• [TASK ITEM]
Exactly the lines from the one with "Put a dot on each instance of the cloudy" through the end of the material are to be output, both included, with no other text.
╭─ MATERIAL TO PROCESS
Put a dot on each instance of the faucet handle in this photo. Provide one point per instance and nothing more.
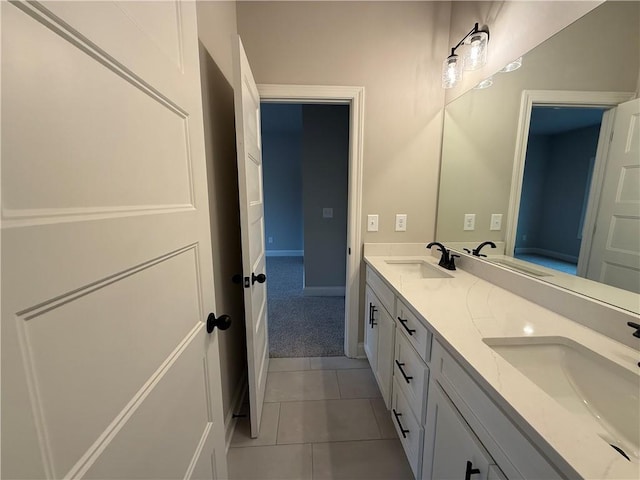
(451, 265)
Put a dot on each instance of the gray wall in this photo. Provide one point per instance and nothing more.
(282, 176)
(216, 24)
(325, 167)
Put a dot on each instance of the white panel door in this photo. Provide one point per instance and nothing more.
(615, 251)
(107, 368)
(247, 111)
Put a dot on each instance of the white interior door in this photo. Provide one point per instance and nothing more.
(107, 368)
(247, 109)
(615, 251)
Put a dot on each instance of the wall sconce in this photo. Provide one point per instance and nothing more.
(475, 56)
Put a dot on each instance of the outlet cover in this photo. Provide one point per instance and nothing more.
(496, 221)
(469, 221)
(372, 223)
(401, 222)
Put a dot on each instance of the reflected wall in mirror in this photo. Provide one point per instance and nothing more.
(483, 160)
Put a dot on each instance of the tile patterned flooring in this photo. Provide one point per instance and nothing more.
(323, 418)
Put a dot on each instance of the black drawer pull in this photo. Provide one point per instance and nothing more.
(406, 378)
(372, 310)
(411, 331)
(402, 430)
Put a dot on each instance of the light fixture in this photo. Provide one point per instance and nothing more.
(486, 83)
(474, 57)
(511, 66)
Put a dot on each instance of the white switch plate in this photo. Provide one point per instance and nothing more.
(496, 221)
(372, 223)
(469, 221)
(401, 222)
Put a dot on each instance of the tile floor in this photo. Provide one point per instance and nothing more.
(323, 418)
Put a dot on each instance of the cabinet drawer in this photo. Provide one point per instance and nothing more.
(412, 375)
(517, 457)
(414, 330)
(409, 430)
(384, 293)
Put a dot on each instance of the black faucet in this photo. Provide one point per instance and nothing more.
(476, 251)
(445, 261)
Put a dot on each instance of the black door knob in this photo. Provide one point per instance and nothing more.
(222, 322)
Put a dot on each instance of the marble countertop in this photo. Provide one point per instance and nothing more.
(464, 309)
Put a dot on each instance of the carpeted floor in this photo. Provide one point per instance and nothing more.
(300, 326)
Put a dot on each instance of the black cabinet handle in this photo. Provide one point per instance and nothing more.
(470, 471)
(411, 331)
(222, 322)
(406, 378)
(402, 430)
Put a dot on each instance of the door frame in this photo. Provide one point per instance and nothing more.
(560, 98)
(354, 97)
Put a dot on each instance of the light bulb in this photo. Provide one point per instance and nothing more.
(476, 55)
(451, 71)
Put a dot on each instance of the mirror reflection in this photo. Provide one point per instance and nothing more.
(546, 162)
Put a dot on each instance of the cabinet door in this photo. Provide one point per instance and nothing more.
(452, 451)
(371, 315)
(384, 366)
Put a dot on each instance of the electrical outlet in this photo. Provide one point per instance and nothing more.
(401, 222)
(372, 223)
(469, 221)
(496, 221)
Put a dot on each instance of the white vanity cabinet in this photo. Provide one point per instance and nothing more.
(452, 449)
(460, 414)
(379, 332)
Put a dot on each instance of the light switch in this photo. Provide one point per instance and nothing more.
(372, 223)
(401, 222)
(496, 221)
(469, 221)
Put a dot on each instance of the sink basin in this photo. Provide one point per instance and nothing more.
(603, 393)
(519, 267)
(414, 269)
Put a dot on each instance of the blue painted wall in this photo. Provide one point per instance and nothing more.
(282, 176)
(557, 173)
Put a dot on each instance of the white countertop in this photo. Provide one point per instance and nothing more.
(464, 309)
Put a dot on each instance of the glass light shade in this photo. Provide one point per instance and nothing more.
(486, 83)
(451, 71)
(511, 66)
(475, 55)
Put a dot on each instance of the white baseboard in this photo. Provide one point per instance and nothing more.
(236, 404)
(548, 253)
(284, 253)
(323, 291)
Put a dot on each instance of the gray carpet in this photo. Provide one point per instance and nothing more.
(300, 326)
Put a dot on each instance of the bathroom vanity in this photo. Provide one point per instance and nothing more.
(484, 384)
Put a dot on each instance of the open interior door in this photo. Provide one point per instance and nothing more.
(615, 251)
(107, 367)
(247, 110)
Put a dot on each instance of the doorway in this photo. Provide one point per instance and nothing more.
(305, 149)
(558, 172)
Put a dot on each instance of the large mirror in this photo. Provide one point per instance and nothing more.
(528, 157)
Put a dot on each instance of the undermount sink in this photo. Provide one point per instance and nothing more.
(415, 269)
(604, 394)
(519, 267)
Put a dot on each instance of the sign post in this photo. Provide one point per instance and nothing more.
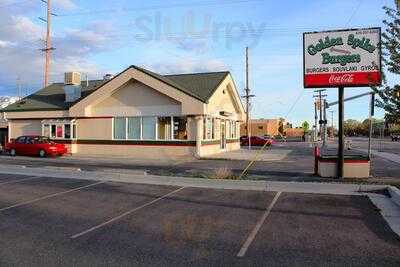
(342, 58)
(340, 164)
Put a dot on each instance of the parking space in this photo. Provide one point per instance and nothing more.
(81, 223)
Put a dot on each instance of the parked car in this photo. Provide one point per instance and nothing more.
(35, 145)
(255, 141)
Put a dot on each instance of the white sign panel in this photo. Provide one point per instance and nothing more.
(342, 58)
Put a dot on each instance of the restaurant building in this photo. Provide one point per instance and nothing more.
(137, 113)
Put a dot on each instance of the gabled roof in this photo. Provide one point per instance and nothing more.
(198, 85)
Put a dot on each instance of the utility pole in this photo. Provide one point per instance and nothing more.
(333, 131)
(340, 163)
(19, 91)
(315, 122)
(325, 127)
(247, 96)
(47, 49)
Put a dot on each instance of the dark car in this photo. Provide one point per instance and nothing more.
(255, 141)
(35, 145)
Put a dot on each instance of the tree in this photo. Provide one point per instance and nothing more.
(306, 127)
(390, 95)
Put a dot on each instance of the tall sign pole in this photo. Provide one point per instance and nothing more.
(48, 48)
(247, 97)
(340, 163)
(339, 59)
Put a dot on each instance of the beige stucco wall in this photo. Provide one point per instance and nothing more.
(189, 105)
(24, 127)
(36, 114)
(94, 129)
(137, 99)
(225, 98)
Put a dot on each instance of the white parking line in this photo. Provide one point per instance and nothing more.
(21, 180)
(49, 196)
(124, 214)
(253, 233)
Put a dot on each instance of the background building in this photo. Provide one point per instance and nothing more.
(260, 127)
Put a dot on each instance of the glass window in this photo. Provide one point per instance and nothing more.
(180, 124)
(209, 128)
(213, 129)
(204, 128)
(67, 131)
(20, 140)
(59, 131)
(119, 128)
(29, 140)
(46, 130)
(53, 131)
(164, 128)
(149, 128)
(134, 128)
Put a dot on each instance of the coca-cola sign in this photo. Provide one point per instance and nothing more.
(341, 78)
(342, 58)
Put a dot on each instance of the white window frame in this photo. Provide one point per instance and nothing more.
(141, 129)
(61, 123)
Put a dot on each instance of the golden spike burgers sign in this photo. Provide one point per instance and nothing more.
(345, 58)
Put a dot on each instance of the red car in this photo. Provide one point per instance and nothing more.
(255, 141)
(35, 145)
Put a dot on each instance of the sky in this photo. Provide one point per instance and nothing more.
(101, 36)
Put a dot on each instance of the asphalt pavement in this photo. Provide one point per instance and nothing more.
(69, 222)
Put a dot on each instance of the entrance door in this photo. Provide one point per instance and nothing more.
(223, 135)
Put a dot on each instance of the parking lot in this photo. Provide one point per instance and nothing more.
(65, 222)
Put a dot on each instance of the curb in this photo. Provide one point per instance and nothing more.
(293, 187)
(394, 194)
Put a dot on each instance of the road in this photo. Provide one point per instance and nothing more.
(65, 222)
(295, 164)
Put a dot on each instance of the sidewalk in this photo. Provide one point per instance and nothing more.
(385, 155)
(143, 178)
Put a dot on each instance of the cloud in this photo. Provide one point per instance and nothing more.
(4, 44)
(188, 65)
(20, 55)
(65, 4)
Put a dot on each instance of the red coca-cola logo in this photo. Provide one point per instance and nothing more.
(341, 79)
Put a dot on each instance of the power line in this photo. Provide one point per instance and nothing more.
(15, 3)
(177, 5)
(354, 12)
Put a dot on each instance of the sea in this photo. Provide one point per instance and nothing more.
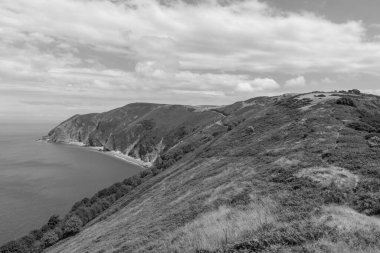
(39, 179)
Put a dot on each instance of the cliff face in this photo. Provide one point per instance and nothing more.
(293, 173)
(141, 130)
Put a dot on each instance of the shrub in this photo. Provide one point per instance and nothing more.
(72, 226)
(367, 203)
(361, 126)
(346, 101)
(53, 221)
(13, 247)
(49, 238)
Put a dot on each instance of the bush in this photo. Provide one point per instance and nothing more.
(367, 203)
(53, 221)
(361, 126)
(346, 101)
(72, 226)
(49, 238)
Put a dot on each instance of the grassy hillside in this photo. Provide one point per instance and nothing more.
(293, 173)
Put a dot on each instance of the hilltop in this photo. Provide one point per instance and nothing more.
(290, 173)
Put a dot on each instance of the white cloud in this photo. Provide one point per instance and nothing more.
(109, 49)
(258, 84)
(296, 82)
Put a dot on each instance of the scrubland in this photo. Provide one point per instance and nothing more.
(295, 173)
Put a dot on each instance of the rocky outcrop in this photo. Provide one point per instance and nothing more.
(140, 130)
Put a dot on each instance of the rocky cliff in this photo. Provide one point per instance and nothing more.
(291, 173)
(141, 130)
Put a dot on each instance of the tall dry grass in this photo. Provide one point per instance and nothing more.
(215, 229)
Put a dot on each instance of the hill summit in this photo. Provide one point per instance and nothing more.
(290, 173)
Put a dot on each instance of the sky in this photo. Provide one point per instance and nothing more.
(63, 57)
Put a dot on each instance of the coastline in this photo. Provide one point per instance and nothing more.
(116, 154)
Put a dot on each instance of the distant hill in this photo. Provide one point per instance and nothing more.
(290, 173)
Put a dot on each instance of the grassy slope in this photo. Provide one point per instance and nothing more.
(242, 191)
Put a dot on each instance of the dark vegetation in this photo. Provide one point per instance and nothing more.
(259, 143)
(81, 213)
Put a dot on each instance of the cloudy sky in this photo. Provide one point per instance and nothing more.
(62, 57)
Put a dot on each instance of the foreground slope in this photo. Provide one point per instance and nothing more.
(295, 173)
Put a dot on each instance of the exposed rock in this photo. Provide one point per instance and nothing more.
(374, 141)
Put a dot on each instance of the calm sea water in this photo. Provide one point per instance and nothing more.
(38, 179)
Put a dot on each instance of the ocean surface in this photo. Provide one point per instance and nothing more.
(38, 179)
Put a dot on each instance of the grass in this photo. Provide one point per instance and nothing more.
(303, 181)
(217, 228)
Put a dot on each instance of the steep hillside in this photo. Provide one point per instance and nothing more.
(292, 173)
(143, 131)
╰─
• [ANSWER SPACE]
Put a dot on each instance of the cloudy sky in this photo. Provide one point per instance and nothing more.
(62, 57)
Put a dot on each instance of the foreground slope in this photo. Provide one point per instance and nothing more.
(295, 173)
Put a dot on each instance of the exposed rock in this photo. Provide one point per instance and nothing more.
(374, 141)
Put a dot on each instance of the calm sea water in this photo. Provide one point per instance and nothing more.
(38, 179)
Put a dot on each instance of the ocean surface in this photo. Provide one point per instance and nothing more.
(38, 179)
Put a dot on each instance of the grass in this photo. Provide one point per instance and nothing more.
(303, 181)
(217, 228)
Put a dot on each instance of the steep hillside in this photo. Provide one point per instance and nothing more.
(292, 173)
(143, 131)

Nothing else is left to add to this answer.